A história rapidamente nos irá contar a verdade sobre a queda da Dielmar, uma empresa de confeções do distrito de Castelo Branco que emprega 300 colaboradores. A administração anunciou o pedido de insolvência há dias com a justificação da Covid. Tudo, no mínimo, estranho.

Por aquilo que se sabe, a última década tinha sido marcada por dificuldades e, nos últimos anos, a Dielmar recebeu milhões de euros do contribuinte através de fundos públicos específicos ligados à recuperação de empresas.

A Dielmar conseguiu vender imóveis ao Estado, para além do apoio da edilidade em despesas de consumo básicas. Aliás, o Estado já tinha entrado no capital ficando a deter uma participação minoritária de 30%.

PARTES DO EXERCÍCIO
a) No texto sobre a queda da Dielmar, que justificação apresentou a administração para o pedido de insolvência? Responda em uma a três frases.
b) Escreva a continuação do texto sobre a queda da Dielmar, a partir da última frase.
Estes dados têm origem noutra fonte.

Entradas de dados armazenadas
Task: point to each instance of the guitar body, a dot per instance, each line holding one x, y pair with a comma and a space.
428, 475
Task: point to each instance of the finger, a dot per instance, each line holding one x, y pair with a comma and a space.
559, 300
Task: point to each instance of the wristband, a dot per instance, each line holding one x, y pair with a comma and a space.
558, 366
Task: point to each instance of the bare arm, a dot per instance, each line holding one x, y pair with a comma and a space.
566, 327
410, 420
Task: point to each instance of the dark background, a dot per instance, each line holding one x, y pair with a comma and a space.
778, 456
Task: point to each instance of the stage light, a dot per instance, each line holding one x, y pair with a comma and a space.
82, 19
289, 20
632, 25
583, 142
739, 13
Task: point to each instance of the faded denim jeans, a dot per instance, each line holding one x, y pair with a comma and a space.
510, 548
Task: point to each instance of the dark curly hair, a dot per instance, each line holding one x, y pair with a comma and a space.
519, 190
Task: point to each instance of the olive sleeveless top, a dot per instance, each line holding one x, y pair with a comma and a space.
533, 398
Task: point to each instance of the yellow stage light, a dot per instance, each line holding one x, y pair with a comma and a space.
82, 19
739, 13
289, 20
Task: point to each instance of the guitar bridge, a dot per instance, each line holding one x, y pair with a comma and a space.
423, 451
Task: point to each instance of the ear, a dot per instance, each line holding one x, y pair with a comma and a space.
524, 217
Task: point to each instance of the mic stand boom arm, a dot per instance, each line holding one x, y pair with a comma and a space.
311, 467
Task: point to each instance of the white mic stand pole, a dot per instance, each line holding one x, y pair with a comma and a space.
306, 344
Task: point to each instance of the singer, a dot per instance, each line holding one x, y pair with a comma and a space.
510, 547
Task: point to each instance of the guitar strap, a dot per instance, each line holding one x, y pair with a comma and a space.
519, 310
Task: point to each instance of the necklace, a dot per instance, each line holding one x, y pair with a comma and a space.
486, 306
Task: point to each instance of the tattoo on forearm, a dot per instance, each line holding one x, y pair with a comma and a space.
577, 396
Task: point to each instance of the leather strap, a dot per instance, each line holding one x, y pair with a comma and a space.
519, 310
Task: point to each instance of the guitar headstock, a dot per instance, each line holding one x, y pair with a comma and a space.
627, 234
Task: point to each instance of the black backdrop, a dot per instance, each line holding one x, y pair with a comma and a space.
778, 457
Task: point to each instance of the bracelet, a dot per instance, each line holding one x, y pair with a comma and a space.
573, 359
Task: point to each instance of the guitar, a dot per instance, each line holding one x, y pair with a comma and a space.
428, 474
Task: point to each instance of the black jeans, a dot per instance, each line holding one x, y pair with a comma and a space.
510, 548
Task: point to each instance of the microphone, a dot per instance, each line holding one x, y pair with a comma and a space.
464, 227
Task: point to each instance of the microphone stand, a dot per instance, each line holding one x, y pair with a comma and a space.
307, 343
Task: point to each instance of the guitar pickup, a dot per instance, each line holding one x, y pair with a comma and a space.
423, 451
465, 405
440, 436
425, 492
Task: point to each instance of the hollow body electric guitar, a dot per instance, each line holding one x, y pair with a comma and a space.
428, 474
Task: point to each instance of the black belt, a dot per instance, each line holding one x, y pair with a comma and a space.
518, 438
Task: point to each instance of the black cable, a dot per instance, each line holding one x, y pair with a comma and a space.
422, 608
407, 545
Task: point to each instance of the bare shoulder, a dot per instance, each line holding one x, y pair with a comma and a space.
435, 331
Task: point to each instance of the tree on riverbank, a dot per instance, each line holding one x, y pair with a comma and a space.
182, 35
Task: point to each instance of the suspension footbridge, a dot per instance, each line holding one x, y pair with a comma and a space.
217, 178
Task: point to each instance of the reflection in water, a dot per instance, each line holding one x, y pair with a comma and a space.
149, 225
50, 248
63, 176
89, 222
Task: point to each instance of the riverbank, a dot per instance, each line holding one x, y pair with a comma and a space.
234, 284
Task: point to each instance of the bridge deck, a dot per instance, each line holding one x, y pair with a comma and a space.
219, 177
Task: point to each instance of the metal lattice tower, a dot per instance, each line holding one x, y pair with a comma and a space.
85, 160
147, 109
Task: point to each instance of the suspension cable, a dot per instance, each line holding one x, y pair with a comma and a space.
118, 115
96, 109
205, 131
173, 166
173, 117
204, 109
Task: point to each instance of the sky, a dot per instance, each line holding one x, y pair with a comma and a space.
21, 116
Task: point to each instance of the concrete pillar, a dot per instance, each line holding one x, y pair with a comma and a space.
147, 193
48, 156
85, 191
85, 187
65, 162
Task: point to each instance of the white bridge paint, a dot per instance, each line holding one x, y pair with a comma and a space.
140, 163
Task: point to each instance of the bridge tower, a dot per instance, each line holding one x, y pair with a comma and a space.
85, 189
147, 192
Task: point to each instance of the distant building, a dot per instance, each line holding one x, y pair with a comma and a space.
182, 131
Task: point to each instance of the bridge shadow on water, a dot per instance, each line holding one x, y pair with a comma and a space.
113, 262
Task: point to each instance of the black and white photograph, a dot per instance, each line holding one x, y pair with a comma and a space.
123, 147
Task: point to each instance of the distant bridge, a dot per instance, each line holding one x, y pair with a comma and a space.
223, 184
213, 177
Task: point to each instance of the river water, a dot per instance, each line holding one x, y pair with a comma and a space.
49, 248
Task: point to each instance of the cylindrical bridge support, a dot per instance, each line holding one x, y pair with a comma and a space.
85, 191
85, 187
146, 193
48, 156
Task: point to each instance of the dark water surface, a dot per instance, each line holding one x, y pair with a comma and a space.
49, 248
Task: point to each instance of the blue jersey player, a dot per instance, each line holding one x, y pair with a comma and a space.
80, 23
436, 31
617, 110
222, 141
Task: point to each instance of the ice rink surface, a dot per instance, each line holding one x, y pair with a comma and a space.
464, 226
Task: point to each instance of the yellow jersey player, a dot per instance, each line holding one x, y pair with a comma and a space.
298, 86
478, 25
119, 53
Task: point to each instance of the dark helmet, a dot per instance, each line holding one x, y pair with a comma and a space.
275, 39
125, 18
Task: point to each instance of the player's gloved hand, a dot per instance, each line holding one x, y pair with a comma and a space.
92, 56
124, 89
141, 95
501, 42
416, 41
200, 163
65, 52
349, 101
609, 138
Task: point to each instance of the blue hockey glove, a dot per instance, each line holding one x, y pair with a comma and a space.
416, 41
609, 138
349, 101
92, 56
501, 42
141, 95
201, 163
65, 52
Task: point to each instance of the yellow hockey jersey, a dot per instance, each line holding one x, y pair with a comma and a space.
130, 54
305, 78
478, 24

RESULTADOS DO EXERCÍCIO
a) A administração anunciou o pedido de insolvência há dias e justificou-o com a Covid.

b)
As dificuldades não são de agora, contrariamente àquilo que a gestão de Ana Paula Rafael, a CEO da empresa, quis deixar transparecer. O próprio ministro da Economia, Siza Vieira, ao comentar o pedido de insolvência apresentado pela própria administração, deu a entender que o problema da empresa era de gestão.

A Dielmar recebeu dinheiro ao longo dos anos para se reestruturar e não fez. O período da pandemia foi aproveitado para mais uns subsídios via lay-off, e enquanto a concorrência se adaptava e produzia outro tipo de confeções, a Dielmar manteve-se impávida e serena e os números dizem isso mesmo.

A faturação em 2020 foi da ordem dos cinco milhões de euros, e no primeiro trimestre deste ano a empresa não foi além dos 700 mil euros de vendas.

Estes números são absurdos, comenta um gestor do têxtil, António José Cardoso, que conhece a situação desta empresa e de outras que lhe seguirão o caminho. Diz que uma empresa com 300 colaboradores tem de faturar 15 a 17 milhões de euros/ano e o custo por minuto tem de rondar os 13 a 15 cêntimos, enquanto na Dielmar o custo por minuto de trabalho andaria entre os 40 e os 50 cêntimos.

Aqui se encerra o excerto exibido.